■ Work instructions ■
Copy out all of the material below with each "photo" swapped for "image" and everything else left as is. Leave the pictures out of your copy.

[Raw records]
____________________

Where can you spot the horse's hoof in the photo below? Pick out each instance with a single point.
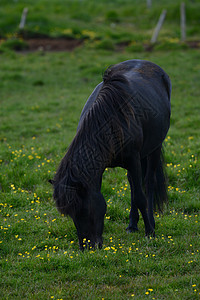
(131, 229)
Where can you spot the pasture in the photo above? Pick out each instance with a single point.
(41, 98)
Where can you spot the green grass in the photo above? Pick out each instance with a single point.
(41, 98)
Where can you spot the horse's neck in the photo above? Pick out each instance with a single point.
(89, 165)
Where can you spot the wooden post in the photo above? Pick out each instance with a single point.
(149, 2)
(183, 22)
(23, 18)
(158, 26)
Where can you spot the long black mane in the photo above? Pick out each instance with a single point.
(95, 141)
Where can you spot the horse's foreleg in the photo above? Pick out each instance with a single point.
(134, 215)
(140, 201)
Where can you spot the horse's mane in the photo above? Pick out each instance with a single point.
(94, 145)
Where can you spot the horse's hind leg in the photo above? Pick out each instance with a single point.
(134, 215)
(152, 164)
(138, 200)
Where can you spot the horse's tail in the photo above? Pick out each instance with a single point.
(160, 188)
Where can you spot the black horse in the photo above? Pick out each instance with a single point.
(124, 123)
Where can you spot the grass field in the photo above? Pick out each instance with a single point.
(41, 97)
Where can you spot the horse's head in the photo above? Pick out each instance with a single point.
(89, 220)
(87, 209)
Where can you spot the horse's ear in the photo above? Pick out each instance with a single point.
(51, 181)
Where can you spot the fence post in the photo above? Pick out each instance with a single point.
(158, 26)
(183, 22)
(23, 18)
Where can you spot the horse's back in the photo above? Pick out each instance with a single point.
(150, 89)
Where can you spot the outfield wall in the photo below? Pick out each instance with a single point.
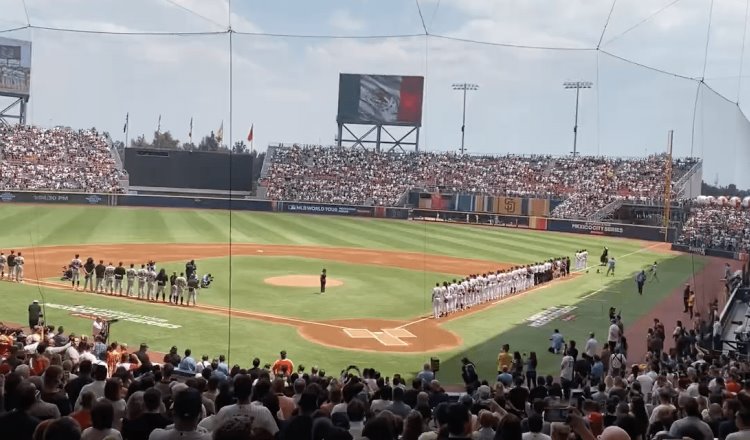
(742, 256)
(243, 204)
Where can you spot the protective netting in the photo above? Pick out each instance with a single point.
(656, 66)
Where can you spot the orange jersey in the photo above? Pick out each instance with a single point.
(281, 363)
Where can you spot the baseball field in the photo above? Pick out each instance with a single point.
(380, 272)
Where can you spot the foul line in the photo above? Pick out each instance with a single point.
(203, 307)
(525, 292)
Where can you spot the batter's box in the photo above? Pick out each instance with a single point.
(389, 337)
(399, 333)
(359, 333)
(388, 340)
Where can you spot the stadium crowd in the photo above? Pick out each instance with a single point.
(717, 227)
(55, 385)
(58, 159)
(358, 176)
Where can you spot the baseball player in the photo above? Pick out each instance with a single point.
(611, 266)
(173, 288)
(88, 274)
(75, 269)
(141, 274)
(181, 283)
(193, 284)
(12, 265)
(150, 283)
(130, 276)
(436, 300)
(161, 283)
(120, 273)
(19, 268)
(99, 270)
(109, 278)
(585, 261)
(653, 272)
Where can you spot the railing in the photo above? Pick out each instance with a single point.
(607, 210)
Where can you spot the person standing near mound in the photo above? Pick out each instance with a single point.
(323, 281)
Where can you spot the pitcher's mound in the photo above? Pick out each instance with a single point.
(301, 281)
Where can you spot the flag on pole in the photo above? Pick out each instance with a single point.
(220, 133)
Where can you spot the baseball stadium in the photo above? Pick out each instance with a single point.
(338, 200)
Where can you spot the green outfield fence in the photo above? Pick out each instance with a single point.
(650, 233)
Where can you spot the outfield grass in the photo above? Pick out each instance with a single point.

____________________

■ Answer to the exercise ■
Where can you spot the horse's hoof in the image below? Pick out each instance with a single point.
(131, 229)
Where can you spot the pasture in the image above? Pick out each instance with a single point.
(41, 98)
Where can you spot the green grass in the image above? Pick out each instance with a single point.
(41, 98)
Where can you spot the horse's neck in the image above? Pick out each instance with a single point.
(89, 165)
Where can you spot the wooden post in the image above? Pick out each instance with a single point.
(149, 2)
(183, 22)
(23, 18)
(158, 26)
Where can you spot the long black mane in the image above? Pick out each instance with a single point.
(95, 141)
Where can you spot the horse's foreleg in the image above? Pick out each instance with a single point.
(134, 215)
(140, 201)
Where can you spot the horse's mane in the image above? Pick out each instance with a single point.
(94, 145)
Where can you spot the horse's hind leg in the image above? Pick out each instance with a single point.
(134, 215)
(152, 164)
(138, 200)
Where can you spot the horse's tail in the image above? Pick out each instance with a single point.
(160, 188)
Where can you spot the black horse in the image above? Pick out each instance with a single point.
(124, 123)
Where can you spot the grass field in the image above? Pick out each instance with a single point.
(41, 97)
Where can you spot the horse's head in the image above? Pick out each instance with a single point.
(89, 220)
(87, 209)
Where can you spot the horse's ear in the image above? Pick out each instance with a single point.
(51, 181)
Where can you spot the fence post in the image above? Pick out each instance with a single point.
(158, 26)
(183, 22)
(23, 18)
Where can you spot the horse's back in the image above? Pick out each instance with a single point.
(150, 89)
Where can you spot the outfield wall in the image below? Pick out each instance with a single point.
(742, 256)
(243, 204)
Where can you spot the protective netting in the image above? Pick out each instance with a single point.
(656, 66)
Where can you spot the orange jersey in the image above? Pick out each instance with a single point.
(281, 363)
Where can you spot the baseball field in the image above? Pick out each instance with a single point.
(380, 272)
Where can you spot the foul line in the image above? Pick out each instance with a single point.
(203, 307)
(525, 292)
Where can you spot the batter's box in the image above? Pick out each instance with a single point.
(389, 337)
(399, 333)
(359, 333)
(388, 340)
Where can you spot the stadium crowd in the image above? Pick out each instance with a single point.
(717, 227)
(55, 385)
(58, 159)
(358, 176)
Where can you spot the baseball player in the image above? Pick out each instance with a single point.
(611, 266)
(173, 288)
(88, 274)
(75, 269)
(141, 274)
(181, 283)
(193, 284)
(12, 265)
(150, 283)
(130, 276)
(436, 300)
(161, 283)
(120, 273)
(19, 268)
(99, 270)
(109, 278)
(585, 261)
(653, 272)
Where can you spot the railing in the image above? Pick out each instance with a single point.
(607, 210)
Where can you spot the person standing near mound in the image above? Pick out each instance with a single point.
(323, 281)
Where can you spot the pitcher's mound in the image above? Pick out each instance with a single point.
(301, 281)
Where can you spot the flag on pole in the image above? Pick out each instance with a single point.
(220, 133)
Where can you spot the baseball stadium in the image above? Pick out each instance with a single point.
(338, 200)
Where can you spot the green outfield fence in the image above? Pick out each instance with a single point.
(650, 233)
Where can you spot the outfield grass in the image above? Pick out each instance with a single point.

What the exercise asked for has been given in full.